▸ **Work required**:
Which lines below contain the string "orchid"? Return each one in full, treating uppercase and lowercase as different.

(Region labeling records)
**********

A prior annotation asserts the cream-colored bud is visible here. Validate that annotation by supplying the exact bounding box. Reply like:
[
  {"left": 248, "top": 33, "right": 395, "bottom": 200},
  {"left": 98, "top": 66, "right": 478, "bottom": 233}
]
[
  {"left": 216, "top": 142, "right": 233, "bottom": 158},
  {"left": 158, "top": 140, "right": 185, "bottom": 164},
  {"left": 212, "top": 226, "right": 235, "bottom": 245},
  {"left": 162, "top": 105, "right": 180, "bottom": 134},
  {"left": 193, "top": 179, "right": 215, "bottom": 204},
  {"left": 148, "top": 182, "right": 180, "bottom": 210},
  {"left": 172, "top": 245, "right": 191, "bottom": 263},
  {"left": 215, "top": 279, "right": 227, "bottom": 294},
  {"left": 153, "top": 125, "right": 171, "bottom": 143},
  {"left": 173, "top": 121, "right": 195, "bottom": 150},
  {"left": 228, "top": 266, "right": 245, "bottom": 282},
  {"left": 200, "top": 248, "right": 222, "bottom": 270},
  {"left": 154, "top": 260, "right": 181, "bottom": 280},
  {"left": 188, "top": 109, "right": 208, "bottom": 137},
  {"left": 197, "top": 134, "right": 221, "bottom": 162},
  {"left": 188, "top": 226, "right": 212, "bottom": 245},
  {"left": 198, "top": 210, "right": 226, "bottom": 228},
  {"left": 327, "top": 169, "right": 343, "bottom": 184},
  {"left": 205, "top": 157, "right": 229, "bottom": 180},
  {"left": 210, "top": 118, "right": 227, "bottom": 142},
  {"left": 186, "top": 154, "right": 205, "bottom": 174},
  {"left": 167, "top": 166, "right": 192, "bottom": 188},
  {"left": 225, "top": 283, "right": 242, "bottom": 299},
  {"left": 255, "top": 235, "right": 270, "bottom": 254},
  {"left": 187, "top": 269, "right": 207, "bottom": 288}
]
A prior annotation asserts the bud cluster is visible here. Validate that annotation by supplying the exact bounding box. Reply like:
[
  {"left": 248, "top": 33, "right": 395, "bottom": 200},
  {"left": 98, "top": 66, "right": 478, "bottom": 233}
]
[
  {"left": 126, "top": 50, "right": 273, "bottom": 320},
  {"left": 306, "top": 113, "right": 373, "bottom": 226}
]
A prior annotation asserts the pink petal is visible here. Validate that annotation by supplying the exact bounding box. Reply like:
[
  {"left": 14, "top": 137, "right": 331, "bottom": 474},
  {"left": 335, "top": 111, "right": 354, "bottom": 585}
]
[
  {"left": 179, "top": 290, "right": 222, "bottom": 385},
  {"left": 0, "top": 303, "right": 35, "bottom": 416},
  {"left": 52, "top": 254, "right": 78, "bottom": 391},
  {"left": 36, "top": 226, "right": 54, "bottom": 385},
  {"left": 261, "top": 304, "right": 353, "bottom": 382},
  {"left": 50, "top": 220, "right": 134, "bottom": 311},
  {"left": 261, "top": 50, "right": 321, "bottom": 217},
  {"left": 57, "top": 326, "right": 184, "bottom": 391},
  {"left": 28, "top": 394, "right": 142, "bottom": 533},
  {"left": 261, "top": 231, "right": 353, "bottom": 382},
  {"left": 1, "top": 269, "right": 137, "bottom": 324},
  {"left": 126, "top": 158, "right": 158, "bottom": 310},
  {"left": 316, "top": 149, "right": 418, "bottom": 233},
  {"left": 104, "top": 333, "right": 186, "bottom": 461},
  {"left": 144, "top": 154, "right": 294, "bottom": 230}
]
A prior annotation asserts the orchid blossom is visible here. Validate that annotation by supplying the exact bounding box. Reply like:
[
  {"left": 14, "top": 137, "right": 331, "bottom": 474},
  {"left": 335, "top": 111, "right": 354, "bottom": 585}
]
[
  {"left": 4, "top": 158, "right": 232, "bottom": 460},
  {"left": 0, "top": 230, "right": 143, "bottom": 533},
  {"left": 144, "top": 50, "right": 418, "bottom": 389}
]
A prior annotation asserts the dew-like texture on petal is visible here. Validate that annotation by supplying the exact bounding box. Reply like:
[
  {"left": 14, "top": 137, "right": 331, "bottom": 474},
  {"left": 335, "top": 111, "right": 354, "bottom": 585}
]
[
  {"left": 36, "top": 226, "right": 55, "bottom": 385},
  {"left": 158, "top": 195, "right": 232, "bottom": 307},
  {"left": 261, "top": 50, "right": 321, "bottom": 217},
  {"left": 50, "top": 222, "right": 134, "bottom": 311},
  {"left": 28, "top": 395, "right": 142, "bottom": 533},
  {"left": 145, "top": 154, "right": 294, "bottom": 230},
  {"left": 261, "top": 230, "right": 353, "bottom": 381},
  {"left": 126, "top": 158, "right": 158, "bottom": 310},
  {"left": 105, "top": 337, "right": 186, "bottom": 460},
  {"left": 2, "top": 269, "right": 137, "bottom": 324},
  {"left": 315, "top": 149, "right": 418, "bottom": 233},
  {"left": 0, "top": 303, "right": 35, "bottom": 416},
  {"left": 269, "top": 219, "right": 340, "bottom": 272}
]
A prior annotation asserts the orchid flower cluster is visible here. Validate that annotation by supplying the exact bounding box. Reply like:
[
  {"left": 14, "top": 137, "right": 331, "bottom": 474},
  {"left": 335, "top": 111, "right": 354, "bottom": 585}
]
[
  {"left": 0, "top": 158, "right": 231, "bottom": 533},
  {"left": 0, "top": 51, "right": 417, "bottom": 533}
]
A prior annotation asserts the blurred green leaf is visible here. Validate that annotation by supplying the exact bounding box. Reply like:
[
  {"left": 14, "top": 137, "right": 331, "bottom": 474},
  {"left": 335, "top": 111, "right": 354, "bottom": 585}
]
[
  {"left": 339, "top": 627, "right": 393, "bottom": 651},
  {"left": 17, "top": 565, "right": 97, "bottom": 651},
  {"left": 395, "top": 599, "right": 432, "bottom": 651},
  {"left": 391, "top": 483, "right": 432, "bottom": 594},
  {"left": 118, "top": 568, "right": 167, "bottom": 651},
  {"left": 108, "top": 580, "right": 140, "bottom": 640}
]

**********

▸ **The result**:
A prior annotation asserts the orchid blossom is visible here. Validate that annotation by supplying the exact bounding box. Reply like:
A prior annotation asserts the orchid flower cluster is visible here. Validate that annotation by supplying the exact bounding box. Reply like:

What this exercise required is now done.